** Your objective **
Your answer must consist of the records below, reproduced exactly, with every picture removed.

** Given entries **
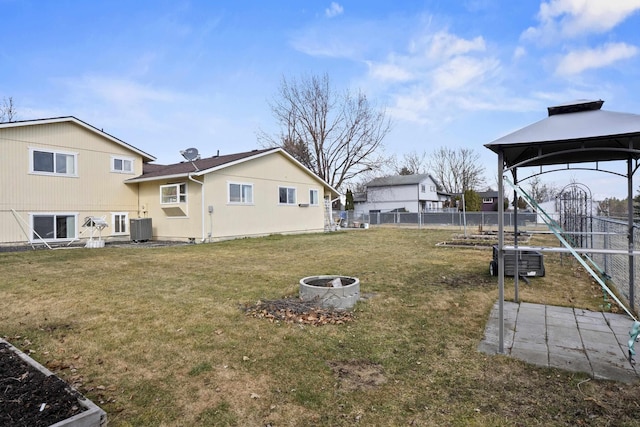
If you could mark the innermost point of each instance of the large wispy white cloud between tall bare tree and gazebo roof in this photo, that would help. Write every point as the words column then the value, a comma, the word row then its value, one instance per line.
column 439, row 75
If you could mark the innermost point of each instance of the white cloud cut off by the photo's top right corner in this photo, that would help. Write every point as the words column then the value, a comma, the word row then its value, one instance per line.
column 573, row 18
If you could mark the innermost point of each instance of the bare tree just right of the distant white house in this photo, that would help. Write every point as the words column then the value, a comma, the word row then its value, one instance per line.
column 457, row 170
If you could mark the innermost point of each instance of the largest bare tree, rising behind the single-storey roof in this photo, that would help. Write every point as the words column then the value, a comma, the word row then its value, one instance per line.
column 336, row 135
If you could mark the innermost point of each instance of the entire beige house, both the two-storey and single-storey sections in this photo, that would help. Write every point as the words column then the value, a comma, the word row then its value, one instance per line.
column 54, row 173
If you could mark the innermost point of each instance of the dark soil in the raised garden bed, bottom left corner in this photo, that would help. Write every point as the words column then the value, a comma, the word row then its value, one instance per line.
column 28, row 397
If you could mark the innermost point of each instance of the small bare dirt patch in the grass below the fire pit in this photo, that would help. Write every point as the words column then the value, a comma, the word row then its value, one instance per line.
column 358, row 374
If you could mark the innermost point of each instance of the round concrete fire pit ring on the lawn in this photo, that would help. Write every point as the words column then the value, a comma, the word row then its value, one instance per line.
column 340, row 292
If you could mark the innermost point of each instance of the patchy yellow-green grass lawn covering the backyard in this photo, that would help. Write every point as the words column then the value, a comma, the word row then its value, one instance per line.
column 158, row 337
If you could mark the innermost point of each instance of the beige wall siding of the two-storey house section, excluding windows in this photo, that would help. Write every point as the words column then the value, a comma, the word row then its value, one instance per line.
column 94, row 191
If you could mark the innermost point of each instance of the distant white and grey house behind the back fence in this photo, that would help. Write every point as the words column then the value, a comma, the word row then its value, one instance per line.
column 405, row 193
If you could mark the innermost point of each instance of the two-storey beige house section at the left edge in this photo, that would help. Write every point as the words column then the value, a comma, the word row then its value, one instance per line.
column 56, row 172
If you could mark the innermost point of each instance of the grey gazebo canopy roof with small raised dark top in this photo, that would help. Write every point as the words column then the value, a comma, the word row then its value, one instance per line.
column 575, row 132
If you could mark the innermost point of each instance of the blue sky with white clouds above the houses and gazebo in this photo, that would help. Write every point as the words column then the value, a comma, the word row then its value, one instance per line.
column 168, row 75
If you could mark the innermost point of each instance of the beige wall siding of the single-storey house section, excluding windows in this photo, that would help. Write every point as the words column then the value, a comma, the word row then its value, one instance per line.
column 264, row 216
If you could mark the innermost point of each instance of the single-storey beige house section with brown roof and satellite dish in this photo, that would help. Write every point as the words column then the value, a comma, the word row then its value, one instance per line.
column 254, row 193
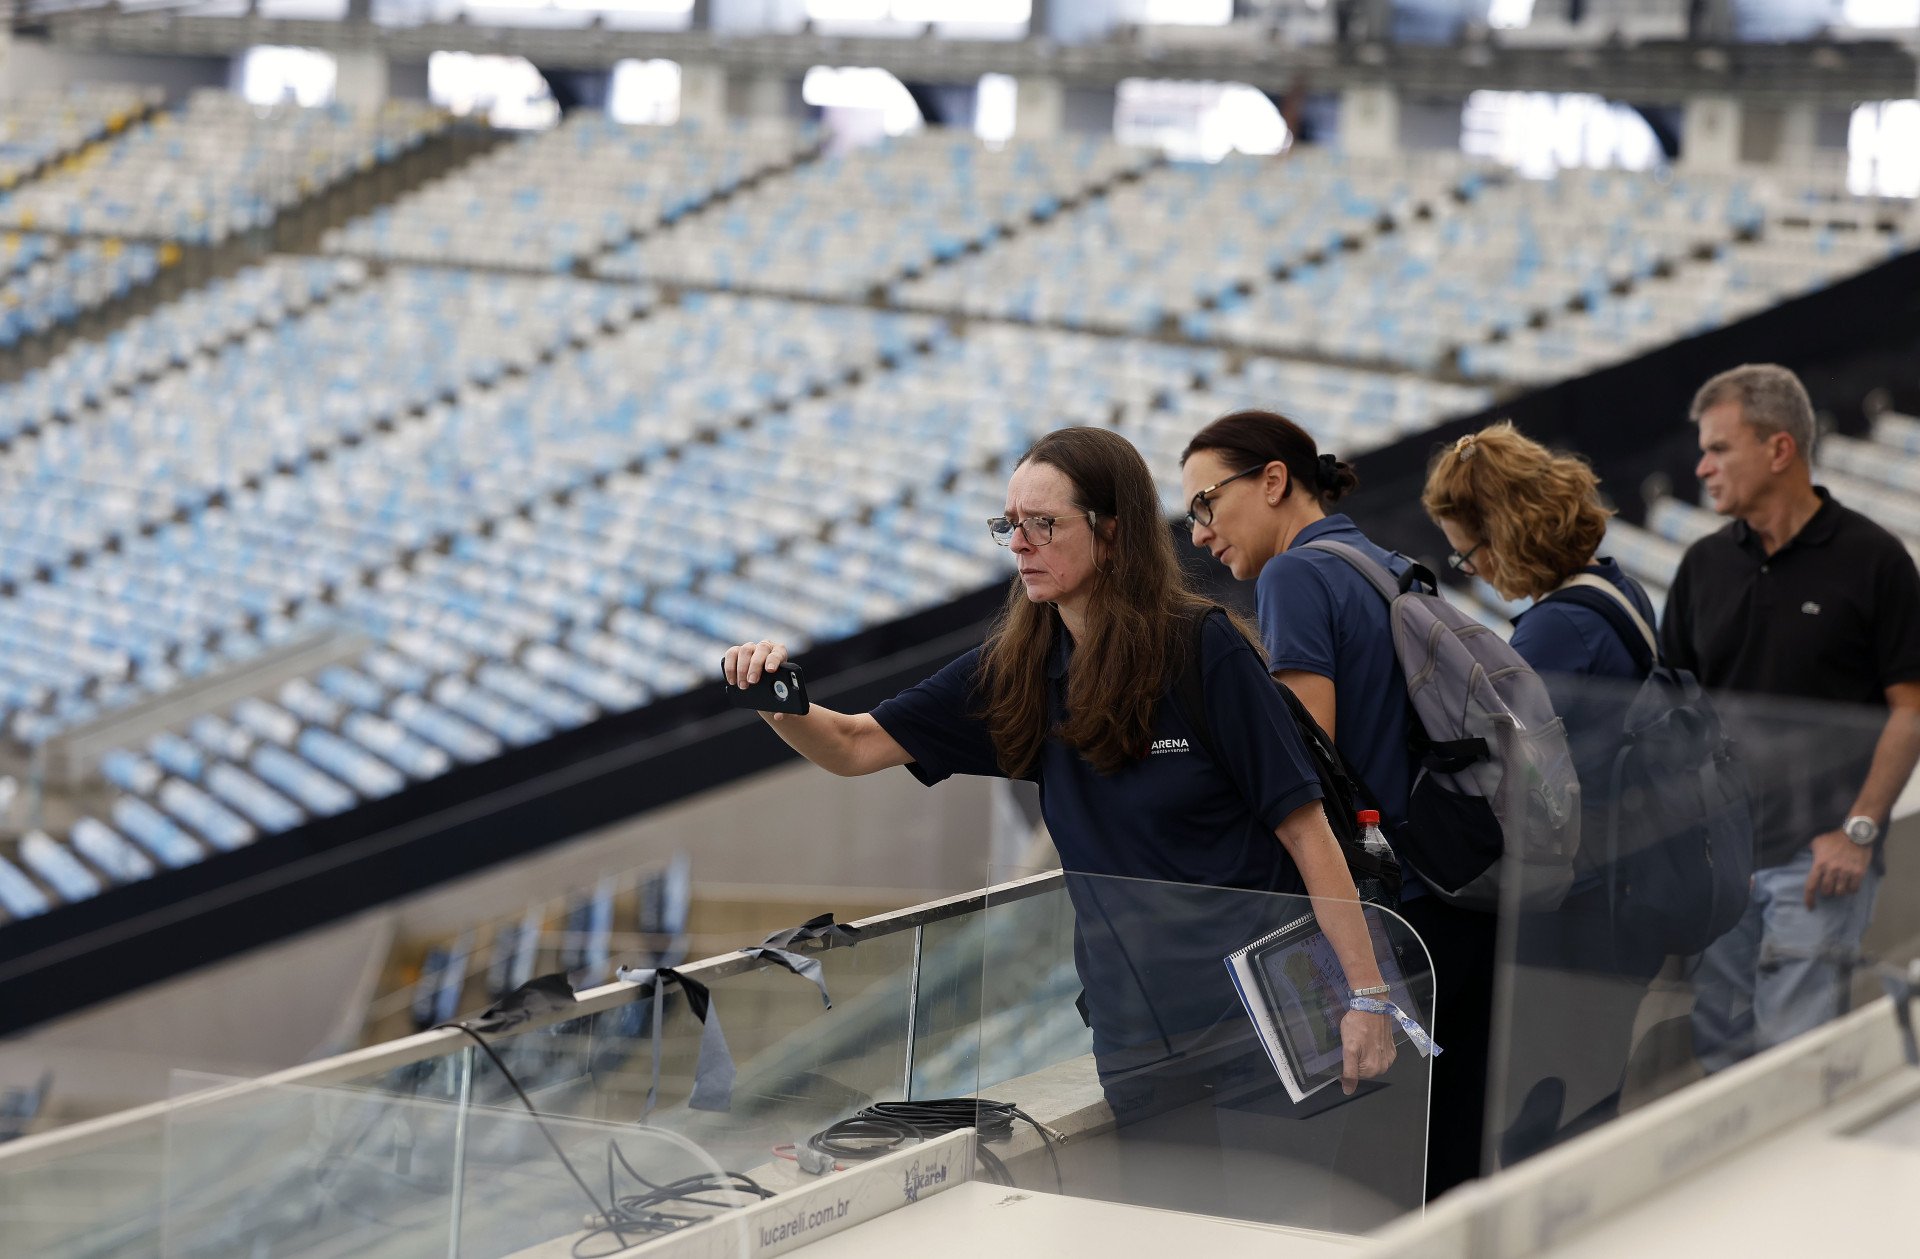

** Solved problem **
If you could mark the innermost point of each instance of the large wispy white cloud between tall bare tree and gazebo roof in this photo, that would help. Write every point as the words column then the value, a comma, the word row then its value, one instance per line.
column 439, row 75
If you could mark the innermost point of each instance of the white cloud cut off by the photo's top right corner in this photo, that would help. Write every point as the words column then the value, a comma, the word row then its value, one instance per line.
column 573, row 18
If you could mark the innermost point of each instance of the bare tree just right of the distant white house in this photo, that would help. Write every point as the words column then the value, a comma, the word row then its value, one instance per line.
column 457, row 170
If you could mark the innermost point of each instance of the largest bare tree, rising behind the single-storey roof in this photo, that would help. Write every point as the words column then the value, a comma, the word row then its value, one instance per line.
column 336, row 135
If you could mark the innermost point of each instance of the entire beige house, both the two-storey and single-storey sections in this photo, that would help. Write every point as the words column then the value, a comma, the word row then its value, one instance per line.
column 54, row 173
If you could mark the innermost point of each instance of the dark soil in the raised garden bed, bottom left corner in this photo, that would help. Write every point as the words column then the value, a comma, the word row then its value, one instance per line.
column 28, row 397
If you could mark the innermost point of each instance of the small bare dirt patch in the grass below the fire pit in this photo, that would help. Write every point as the words column then the value, a comma, the word row then its value, one instance per line.
column 358, row 374
If you could mark the innermost point of each instance of the round concrete fire pit ring on the lawn in this photo, that would help. Write every point as the words column then the value, a comma, the word row then its value, one instance per line.
column 340, row 292
If you could mark the innermost point of each instance of the patchy yellow-green grass lawn covering the backyard in this photo, that would help. Write every point as the words column then the value, a comma, the word row then its value, one instance per line.
column 158, row 337
If you could mark the innermost point of each instance of the beige wall siding of the two-storey house section, excluding windows in this photo, that would help. Write every point as the words column then the value, a comma, the word row then its value, one instance per line.
column 94, row 191
If you could mark the innermost point of each instance of the distant white and grey house behind the back fence in this photo, that would help. Write every point as the words column then the value, a comma, the word row then its value, one instance per line.
column 405, row 193
If you could mark the innermost point of each instance of the two-storey beige house section at the left edge in this photo, that would help. Write every point as the words column then the value, a comma, the word row then its value, one instance per line.
column 56, row 172
If you could mark the innermost point of each instance of the grey gazebo canopy roof with small raised dark top in this photo, that would help. Write every point as the words column then the value, a comma, the word row then its value, one instance per line.
column 575, row 132
If you could mark the innermost point of each instance of the blue sky with white clouds above the houses and gazebo in this photo, that would help. Write every point as the words column then the value, a comma, the word row then its value, one instance per line.
column 168, row 75
If you could mark the innermost point of each instance of the beige wall siding of the single-storey house section, excluding windows in this photo, that would help. Write every point as the words column then the value, a comma, the word row then its value, one instance per line.
column 264, row 216
If you could mark the innermost point of each instance of the single-storey beige house section with brown roof and satellite dish in this photo, that would help. Write every point as the words column then the value, a comma, the word row then its value, one instance per line.
column 254, row 193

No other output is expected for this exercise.